Mergers: EC clears acquisition of Morpho Detection by Smiths, subject to conditions
The EC has cleared under the EU Merger Regulation the proposed acquisition of Morpho Detection, the threat detection equipment business of Safran of France, by Smiths of the UK. The clearance is conditional on the divestiture of Morpho Detection's explosive trace detection business.
Both Smiths and Morpho Detection develop and manufacture threat detection equipment, in particular explosive trace detectors. Explosive trace detectors are used in:
- airports for the screening of baggage and passengers: within the EU such detectors have to comply with technical specifications and minimum performance requirements determined by European legislation. The number of certified or approved suppliers is thus limited.
- other facilities, such as at ports and borders, critical infrastructure, and by the military and emergency response services: although the use of explosive trace detectors outside the aviation industry is generally not subject to European regulation, the number of suppliers competing globally with Smiths and Morpho Detection is also limited.
The Commission's investigation
The Commission had concerns that the merged entity would have faced insufficient competitive pressure from the remaining players in the European market for the supply of explosive trace detectors to airports and in the worldwide market for the supply of explosive trace detectors to other end-users. Following the takeover there was a risk of price rises and less innovation for explosive trace detectors.
Smiths and Morpho Detection also develop and manufacture hold baggage explosive detection systems, which are used mostly in airports to screen baggage checked in to be carried in the hold of the aircraft. However, the Commission considers that the merged entity would still face competitive pressure from a sufficient number of players active in this market in the European Economic Area.
The Commission also found that there will be sufficient competition for cabin baggage explosive detection systems, which both Smiths and Morpho Detection, as well as several other competitors, are currently developing. New developments in these detection systems aim to speed up airport checkpoints for passengers.
To address the Commission's competition concerns, Smiths offered to divest Morpho Detection's global explosive trace detectors business. The divestment will fully remove the overlap for explosive trace detectors resulting from the merger as initially notified.
The purchaser of the divested explosive trace detector business will be able to replace Morpho Detection on the market. It will exert the same level of competitive constraint on Smiths with regard to both the supply of explosive trace detectors to airports in Europe and to the supply of non-aviation customers worldwide.
These commitments address all competition concerns identified by the Commission. The Commission's decision to approve the transaction is conditional upon full implementation of the commitments.

* Your objective: Return the part of the merger clearance notice from "Both Smiths and Morpho Detection develop" to "is thus limited.", copied word for word.

* Records supplied:
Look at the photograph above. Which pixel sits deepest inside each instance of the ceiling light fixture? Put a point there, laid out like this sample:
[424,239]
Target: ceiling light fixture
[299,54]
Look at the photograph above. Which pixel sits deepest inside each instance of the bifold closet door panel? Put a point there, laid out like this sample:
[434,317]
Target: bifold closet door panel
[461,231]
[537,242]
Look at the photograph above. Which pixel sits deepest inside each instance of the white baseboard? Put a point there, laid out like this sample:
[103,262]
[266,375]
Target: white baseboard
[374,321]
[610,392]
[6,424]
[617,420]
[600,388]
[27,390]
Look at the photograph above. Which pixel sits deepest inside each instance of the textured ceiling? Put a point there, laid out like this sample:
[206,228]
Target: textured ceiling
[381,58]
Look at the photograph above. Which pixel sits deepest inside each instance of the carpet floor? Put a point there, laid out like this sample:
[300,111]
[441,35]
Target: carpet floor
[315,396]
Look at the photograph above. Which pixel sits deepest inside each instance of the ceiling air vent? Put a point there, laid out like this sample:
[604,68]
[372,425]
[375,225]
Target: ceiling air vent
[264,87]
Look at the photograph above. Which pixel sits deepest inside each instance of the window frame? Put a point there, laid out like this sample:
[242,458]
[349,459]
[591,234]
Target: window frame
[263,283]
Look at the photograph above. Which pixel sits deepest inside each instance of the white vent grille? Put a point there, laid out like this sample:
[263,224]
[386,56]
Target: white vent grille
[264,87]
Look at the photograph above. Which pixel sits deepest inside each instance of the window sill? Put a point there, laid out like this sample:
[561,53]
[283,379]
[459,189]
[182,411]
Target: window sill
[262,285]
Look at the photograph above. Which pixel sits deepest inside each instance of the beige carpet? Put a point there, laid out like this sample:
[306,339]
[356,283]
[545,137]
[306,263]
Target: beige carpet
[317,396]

* * *

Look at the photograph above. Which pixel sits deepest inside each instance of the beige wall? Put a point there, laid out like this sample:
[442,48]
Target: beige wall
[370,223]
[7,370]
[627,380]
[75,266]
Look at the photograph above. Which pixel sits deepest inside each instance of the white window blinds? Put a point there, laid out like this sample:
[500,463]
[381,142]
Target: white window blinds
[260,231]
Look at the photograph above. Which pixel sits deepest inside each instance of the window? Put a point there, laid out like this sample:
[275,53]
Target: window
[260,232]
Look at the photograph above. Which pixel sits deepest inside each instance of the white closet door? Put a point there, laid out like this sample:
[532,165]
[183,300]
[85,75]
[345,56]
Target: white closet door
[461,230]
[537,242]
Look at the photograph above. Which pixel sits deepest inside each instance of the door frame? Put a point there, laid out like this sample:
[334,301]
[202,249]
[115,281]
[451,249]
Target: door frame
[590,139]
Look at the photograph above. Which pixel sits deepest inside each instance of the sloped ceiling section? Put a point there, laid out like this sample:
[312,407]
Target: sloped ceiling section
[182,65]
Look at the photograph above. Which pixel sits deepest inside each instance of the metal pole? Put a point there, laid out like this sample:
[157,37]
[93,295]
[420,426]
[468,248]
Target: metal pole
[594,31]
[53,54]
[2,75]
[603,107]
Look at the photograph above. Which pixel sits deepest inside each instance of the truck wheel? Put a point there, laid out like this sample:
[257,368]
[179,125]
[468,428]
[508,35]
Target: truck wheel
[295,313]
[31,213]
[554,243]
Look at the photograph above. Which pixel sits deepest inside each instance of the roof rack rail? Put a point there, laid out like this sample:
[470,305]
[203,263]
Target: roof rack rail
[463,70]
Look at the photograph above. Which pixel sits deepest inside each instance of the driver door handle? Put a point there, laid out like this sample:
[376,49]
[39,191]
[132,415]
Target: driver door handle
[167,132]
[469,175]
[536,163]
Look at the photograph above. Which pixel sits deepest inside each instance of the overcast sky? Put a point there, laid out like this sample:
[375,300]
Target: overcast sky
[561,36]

* Reply:
Both Smiths and Morpho Detection develop and manufacture threat detection equipment, in particular explosive trace detectors. Explosive trace detectors are used in:
- airports for the screening of baggage and passengers: within the EU such detectors have to comply with technical specifications and minimum performance requirements determined by European legislation. The number of certified or approved suppliers is thus limited.